* _Supplied passage_:
# New to fly fishing



## 86indy (Apr 25, 2012)

Hey guys well I am more of a lake angler of open water and hard water but I want to expand this art form to fly fishing too. Well i bought a super cheap shake-spear rod/reel kit a while ago only practiced with it in the yard on account of it being winter. I was gifted a basspro bass fly kit (tie your own flies). I am really interested in fishing for steel head and trout basically more river bound species of fish. And gills and crappies are on my list to catch too. But lets cut to the chase....................... What kind of flies do I need for steelhead and trout (flies i can tie hopefully)? What are some all around good flies to tie for every thing i.e. bluegill, crappie, the fun fish catch in lakes? Should i invest in waders or just use a canoe and float the rivers?
Well if it helps I want to fish the Muskegon River (right by bridgeton) and White River.
Thanks a million guys any info will be appreciated and tips are welcome, because well honestly I'm near clueless!


----------



## Jfish (Sep 22, 2010)

Lots of questions there.

* _Record list_:
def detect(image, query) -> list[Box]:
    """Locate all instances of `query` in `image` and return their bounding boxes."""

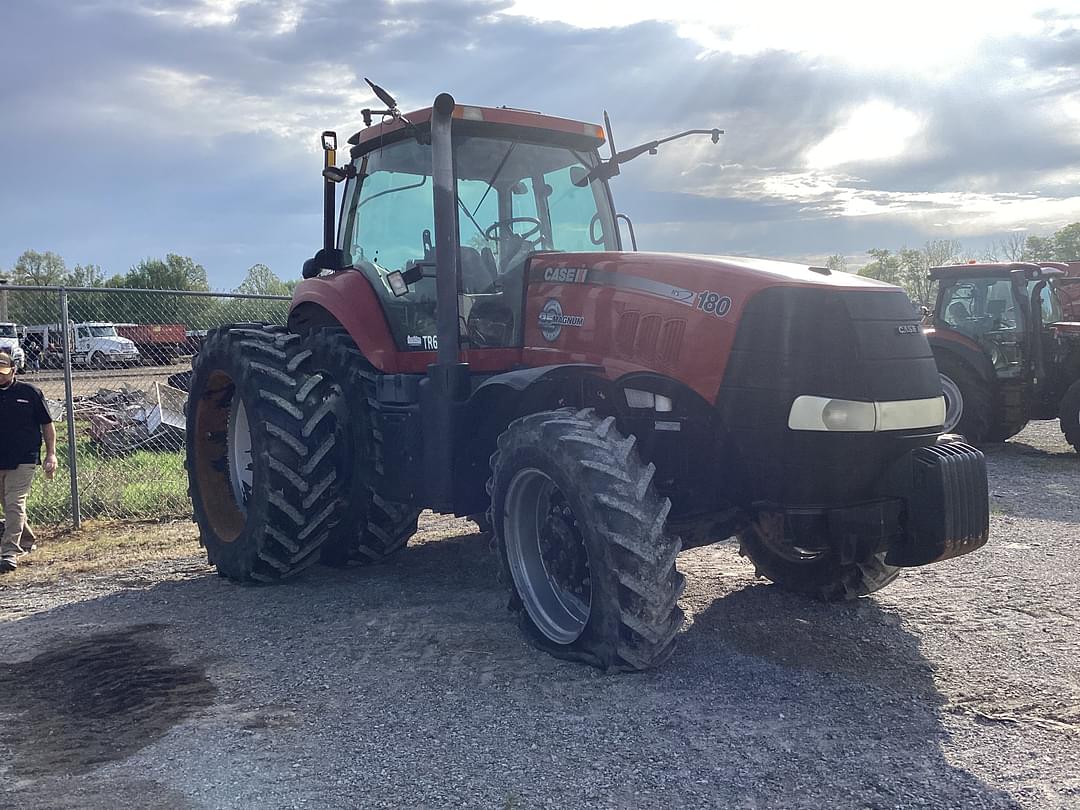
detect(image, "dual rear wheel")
[187,324,418,582]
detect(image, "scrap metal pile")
[63,382,187,457]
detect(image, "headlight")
[787,396,945,432]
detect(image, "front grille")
[886,442,990,566]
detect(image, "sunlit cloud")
[807,100,921,168]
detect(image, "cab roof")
[930,261,1069,281]
[349,104,605,146]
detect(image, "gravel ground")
[0,422,1080,810]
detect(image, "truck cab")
[25,321,139,368]
[0,323,26,370]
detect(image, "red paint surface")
[523,253,891,402]
[293,253,907,402]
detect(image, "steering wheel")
[589,212,604,245]
[484,217,543,242]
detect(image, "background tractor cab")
[928,262,1080,446]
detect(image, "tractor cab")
[931,265,1062,379]
[928,262,1080,442]
[338,107,620,351]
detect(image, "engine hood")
[617,253,894,289]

* _What you need to do_: In the forum thread about starting fly fishing, list each kind of fish that 86indy names as one they want to catch.

* _Solution to this task_:
- Steelhead
- Trout
- Bluegill
- Crappie